### Passage to read ###
Now turning to expenses, SG&A expenses for the quarter were $9.1 million versus $8.6 million last year, an increase of $500,000. This increase resulted from increased sales expenses associated with our investment strategy involving software, channel expansion, and China. R&D expenses were $3.6 million versus $4.6 million last year, a decrease of $1 million, and they were associated with the planned reduction in R&D as we near completion of several development projects.
Year-to-date, product revenues were up 10.3%. Margins improved by 160 basis points due to increased software in the products mix. Service revenues were up 9.6% and margins improved 200 basis points. Contract revenues were up 16.6% and margins decreased by 120 basis points. SG&A increased 1.7%, reflecting investments in channel expansion in international, and R&D decreased 9.3%.
Okay. Now moving to a summary, we feel that Q3 was a good quarter, with record revenues driven by strong sales to our QSR restaurant accounts worldwide. Hotel and spa sales were up worldwide in spite of weakness internationally. Our Government revenues were up due to new wins in the IT outsourcing sector.
Gross margins for the quarter were up 1.1% to 25.1%. This increase resulted from increased software content in the product mix and a higher content of professional services, but was offset by lower than average contract margins associated with the early phases of new government contracts.
While contract margins for the quarter were below our normal range of 6% to 7%, they were nevertheless on plan. And as I mentioned earlier, we traditionally run lower profits at the start of new fixed-price contracts, which gradually improve over the course of the job. Since we are in the early stages of multiyear contracts, our margin is temporarily depressed.
We anticipate continuing success in our government business considering our pipeline visibility and the current backlog of $137 million.
During our last two conference calls, at the end of Q1 and Q2, I stated that the most important issues related to our future success will be determined by the health of our markets, the improvement in our McDonald's business, and the success of our strategic plans. I'd like to spend a few minutes to update you on the view of these issues.
First, the health of our markets. We all know that we are currently in a global recession and its impact will vary in each of our market segments. For restaurants, it is our belief the QSR market will remain strong through the recession, while sales to table-serve accounts will slow. This reflects the squeeze on discretionary spending resulting in people moving downscale to QSR restaurants and some avoiding eating out at table-serve restaurants at dinner time. I believe that Jim Skinner, CEO of McDonald's, spoke for most of the QSR industry when he recently said that McDonald's is recession-resistant.
However, our restaurant customers normally finance the purchase of our products, and thus the availability of portable financing is fundamental to our business. While available financing is improving and while we have not yet been impacted by the lack of financing, this issue bears watching.
As for our hotel, resort, and spa business, we feel that the recession will have a modest impact. We sell to five-star high-end facilities around the globe whose customers' lifestyles are not generally altered by normal economic cycles. However, this cycle is not normal, as reflected in a recent industry report showing a 16% drop in luxury segment revenue.
### Data excerpt ###
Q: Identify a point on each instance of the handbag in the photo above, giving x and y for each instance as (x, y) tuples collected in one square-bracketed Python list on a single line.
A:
###
> [Problem to work on]: Could you retype the quarterly earnings remarks word for word, beginning at the words "While contract margins" and stopping after "is temporarily depressed."?

> [Expected output]:
While contract margins for the quarter were below our normal range of 6% to 7%, they were nevertheless on plan. And as I mentioned earlier, we traditionally run lower profits at the start of new fixed-price contracts, which gradually improve over the course of the job. Since we are in the early stages of multiyear contracts, our margin is temporarily depressed.